--- REQUESTS ---
**1)** In the graph-coloring proof, return the passage from "Suppose not, i.e." to "is a contradiction." verbatim.
**2)** Render this sentence from the graph-coloring proof in Spanish: "Otherwise, no two nonconsecutive vertices of $C$ are adjacent."
## Begin EXCERPTED PASSAGE
Suppose first that there are two non-consecutive vertices $u, v$ of $C$ which are adjacent. Let $e$ be the edge joining them. Then, $e$ partitions the graph into two graphs $G_1$ and $G_2$ on either side of $e$ in the plane, both of which satisfy the induction hypothesis, so $\chi(G_1), \chi(G_2) \leq 3$. Permuting the colors of (say) $G_2$ appropriately so that $u$ and $v$ are colored identically in $G_1$ and $G_2$, we obtain a 3-coloring of $G$, so $\chi(G) \leq 3$.

Otherwise, no two nonconsecutive vertices of $C$ are adjacent. Let $w_0, w_1$ be any consecutive vertices on $C$. We know that there is a vertex $u \in V(G) - V(C)$ with $w_0 u, w_1 u \in E(G)$. By the induction hypothesis, the graph $G' = G \setminus w_0 w_1$ has $\chi(G') \leq 3$. I claim that any 3-coloring of $G'$ has $w_0$ and $w_1$ as different colors, so that this coloring extends to a 3-coloring of $G$.

Suppose not, i.e. $w_0$ and $w_1$ are colored identically, and $u$ is colored differently. Consider the triangles incident to $u$, with vertices $u w_i w_{i + 1}$. Since $u$ has even degree, then the path $P = w_1 w_2 \ldots w_{\deg(u) - 1} w_0$ has odd length. Our 3-coloring of $G'$ determines that $P$ is 2-colored, and a 2-colored odd path has opposite colored ends (easily verified), which is a contradiction.
## End EXCERPTED PASSAGE
## Begin SUPPLIED MATERIAL
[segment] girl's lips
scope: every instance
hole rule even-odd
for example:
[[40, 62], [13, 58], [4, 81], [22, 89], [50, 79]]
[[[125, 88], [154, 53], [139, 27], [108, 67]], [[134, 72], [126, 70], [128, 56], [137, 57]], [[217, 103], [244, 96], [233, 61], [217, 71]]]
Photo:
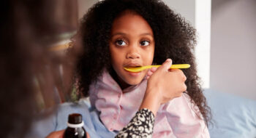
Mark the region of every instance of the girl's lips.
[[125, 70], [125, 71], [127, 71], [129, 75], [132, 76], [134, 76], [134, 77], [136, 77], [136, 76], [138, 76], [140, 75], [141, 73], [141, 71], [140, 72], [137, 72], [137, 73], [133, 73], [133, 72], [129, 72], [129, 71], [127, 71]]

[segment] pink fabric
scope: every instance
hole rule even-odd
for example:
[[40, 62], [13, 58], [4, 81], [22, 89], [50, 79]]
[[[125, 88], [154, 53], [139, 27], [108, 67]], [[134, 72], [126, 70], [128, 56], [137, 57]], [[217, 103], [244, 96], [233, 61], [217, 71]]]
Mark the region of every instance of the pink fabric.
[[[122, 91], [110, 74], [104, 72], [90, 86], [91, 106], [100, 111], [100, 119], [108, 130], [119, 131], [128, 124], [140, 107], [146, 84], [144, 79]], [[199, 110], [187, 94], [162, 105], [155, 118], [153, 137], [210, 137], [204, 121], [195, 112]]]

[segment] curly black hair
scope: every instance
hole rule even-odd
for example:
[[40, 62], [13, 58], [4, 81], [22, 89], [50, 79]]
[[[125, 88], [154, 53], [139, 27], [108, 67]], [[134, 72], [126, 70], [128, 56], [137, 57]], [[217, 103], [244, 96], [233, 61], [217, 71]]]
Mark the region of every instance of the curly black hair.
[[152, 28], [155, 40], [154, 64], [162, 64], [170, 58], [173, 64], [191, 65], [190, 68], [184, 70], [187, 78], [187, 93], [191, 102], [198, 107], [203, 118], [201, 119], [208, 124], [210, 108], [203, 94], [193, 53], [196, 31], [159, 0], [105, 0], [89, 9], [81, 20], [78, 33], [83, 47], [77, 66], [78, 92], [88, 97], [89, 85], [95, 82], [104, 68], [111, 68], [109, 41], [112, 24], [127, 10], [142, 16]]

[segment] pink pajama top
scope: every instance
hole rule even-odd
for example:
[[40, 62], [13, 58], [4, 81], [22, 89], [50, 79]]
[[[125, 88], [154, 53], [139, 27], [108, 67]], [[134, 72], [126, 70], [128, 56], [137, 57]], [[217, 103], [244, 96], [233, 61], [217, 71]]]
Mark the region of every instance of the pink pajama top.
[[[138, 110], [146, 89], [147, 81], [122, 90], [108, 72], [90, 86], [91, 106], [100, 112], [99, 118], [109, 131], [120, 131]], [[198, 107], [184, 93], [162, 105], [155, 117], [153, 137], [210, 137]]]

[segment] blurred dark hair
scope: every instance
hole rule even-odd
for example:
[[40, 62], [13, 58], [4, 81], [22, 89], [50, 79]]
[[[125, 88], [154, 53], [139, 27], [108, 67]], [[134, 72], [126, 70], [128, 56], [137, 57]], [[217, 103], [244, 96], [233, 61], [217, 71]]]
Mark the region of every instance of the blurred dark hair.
## End SUPPLIED MATERIAL
--- RESPONSES FOR EACH TASK ---
**1)**
Suppose not, i.e. $w_0$ and $w_1$ are colored identically, and $u$ is colored differently. Consider the triangles incident to $u$, with vertices $u w_i w_{i + 1}$. Since $u$ has even degree, then the path $P = w_1 w_2 \ldots w_{\deg(u) - 1} w_0$ has odd length. Our 3-coloring of $G'$ determines that $P$ is 2-colored, and a 2-colored odd path has opposite colored ends (easily verified), which is a contradiction.

**2)** De lo contrario, no hay dos vértices no consecutivos de $C$ que sean adyacentes.